═════ Document segment
Harry Washington, and yes, that’s the same last name for a reason, was enslaved by George Washington himself, at Mount Vernon. He escaped in 1776, joined Dunmore’s forces, and served as a Black Loyalist for the rest of the war, including at the siege of Yorktown. Which means Harry Washington was standing on a battlefield, fighting against the army led by the man who used to own him.
Boston King, another Black Loyalist, actually left us something rare: a written first-hand account of his own experience. After the war, along with thousands of other Black Loyalists, he was evacuated to Nova Scotia, and later resettled in the new British colony of Sierra Leone.
The Southern colonies tell their own version of this story — and it’s shaped heavily by the fact that states like Georgia initially banned enslaved men from militia service completely.
Austin Dabney became Georgia’s most celebrated Black Patriot soldier almost by accident. He was sent to fight as a substitute for his enslaver, which, ironically, was the only legal way for an enslaved man to serve in Georgia at the time. He fought as an artilleryman and was badly wounded at the Battle of Kettle Creek in 1779. His service was so distinguished that afterward, he was formally freed, given a federal pension, and became the only Black Patriot in Georgia known to receive a state land grant.
But here’s the darker footnote: because Georgia pushed the burden of service onto enslaved substitutes, we know there were more men like Dabney, sent to fight in place of their enslavers whose names were simply never recorded. We’ll never fully know how many.
══════════
═════ Dataset content
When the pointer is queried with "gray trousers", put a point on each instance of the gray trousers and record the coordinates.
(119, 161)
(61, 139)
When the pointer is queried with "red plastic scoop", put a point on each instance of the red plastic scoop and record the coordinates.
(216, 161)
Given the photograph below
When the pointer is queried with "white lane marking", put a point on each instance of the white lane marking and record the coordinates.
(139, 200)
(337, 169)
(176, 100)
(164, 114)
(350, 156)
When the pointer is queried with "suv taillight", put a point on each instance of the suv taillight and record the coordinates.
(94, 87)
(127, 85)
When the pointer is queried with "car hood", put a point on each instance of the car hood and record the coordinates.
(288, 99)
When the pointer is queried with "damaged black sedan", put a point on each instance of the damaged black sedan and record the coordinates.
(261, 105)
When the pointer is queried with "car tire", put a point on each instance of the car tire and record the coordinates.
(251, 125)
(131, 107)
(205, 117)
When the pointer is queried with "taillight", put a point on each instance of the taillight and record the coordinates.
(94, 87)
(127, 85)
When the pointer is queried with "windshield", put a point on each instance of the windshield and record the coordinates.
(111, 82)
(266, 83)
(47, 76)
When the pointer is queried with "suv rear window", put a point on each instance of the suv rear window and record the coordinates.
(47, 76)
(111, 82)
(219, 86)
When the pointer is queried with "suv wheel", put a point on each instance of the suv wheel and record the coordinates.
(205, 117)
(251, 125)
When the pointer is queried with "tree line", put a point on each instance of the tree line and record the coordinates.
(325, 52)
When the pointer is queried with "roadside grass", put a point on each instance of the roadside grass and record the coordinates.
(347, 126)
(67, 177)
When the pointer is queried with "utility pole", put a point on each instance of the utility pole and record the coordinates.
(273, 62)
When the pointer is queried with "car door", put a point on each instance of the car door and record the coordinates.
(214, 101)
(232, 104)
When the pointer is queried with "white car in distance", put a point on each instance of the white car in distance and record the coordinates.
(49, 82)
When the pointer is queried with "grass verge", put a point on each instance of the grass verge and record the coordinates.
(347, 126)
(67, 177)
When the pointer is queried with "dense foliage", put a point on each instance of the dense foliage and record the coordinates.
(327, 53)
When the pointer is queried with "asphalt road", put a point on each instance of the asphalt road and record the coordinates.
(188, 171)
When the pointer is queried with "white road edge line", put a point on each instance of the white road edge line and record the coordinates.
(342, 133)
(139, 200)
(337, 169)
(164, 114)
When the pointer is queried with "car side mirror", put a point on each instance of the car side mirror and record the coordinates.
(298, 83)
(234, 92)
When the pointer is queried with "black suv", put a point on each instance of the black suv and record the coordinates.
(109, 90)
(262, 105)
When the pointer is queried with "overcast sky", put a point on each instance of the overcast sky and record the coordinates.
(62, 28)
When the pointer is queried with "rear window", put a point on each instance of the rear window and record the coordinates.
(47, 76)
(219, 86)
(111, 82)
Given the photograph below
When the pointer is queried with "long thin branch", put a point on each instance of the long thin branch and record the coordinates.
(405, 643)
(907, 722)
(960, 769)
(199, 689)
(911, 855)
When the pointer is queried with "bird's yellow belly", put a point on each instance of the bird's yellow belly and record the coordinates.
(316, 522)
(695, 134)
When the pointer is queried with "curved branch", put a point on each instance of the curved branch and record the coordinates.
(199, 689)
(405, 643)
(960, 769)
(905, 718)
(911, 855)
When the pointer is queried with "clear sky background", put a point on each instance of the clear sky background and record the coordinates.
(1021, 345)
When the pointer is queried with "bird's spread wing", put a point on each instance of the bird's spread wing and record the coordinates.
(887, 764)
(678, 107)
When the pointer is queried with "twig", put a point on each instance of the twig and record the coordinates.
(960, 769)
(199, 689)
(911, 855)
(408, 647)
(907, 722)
══════════
- _Task set_:
A) Reproduce the passage on Black soldiers in the American Revolution word for word between "The Southern colonies" and "state land grant.", inclusive.
B) Pull out every line in the records that contains the string "white", treating uppercase and lowercase as different.

- _Expected results_:
A)
The Southern colonies tell their own version of this story — and it’s shaped heavily by the fact that states like Georgia initially banned enslaved men from militia service completely.
Austin Dabney became Georgia’s most celebrated Black Patriot soldier almost by accident. He was sent to fight as a substitute for his enslaver, which, ironically, was the only legal way for an enslaved man to serve in Georgia at the time. He fought as an artilleryman and was badly wounded at the Battle of Kettle Creek in 1779. His service was so distinguished that afterward, he was formally freed, given a federal pension, and became the only Black Patriot in Georgia known to receive a state land grant.

B)
When the pointer is queried with "white lane marking", put a point on each instance of the white lane marking and record the coordinates.
When the pointer is queried with "white car in distance", put a point on each instance of the white car in distance and record the coordinates.
When the pointer is queried with "white road edge line", put a point on each instance of the white road edge line and record the coordinates.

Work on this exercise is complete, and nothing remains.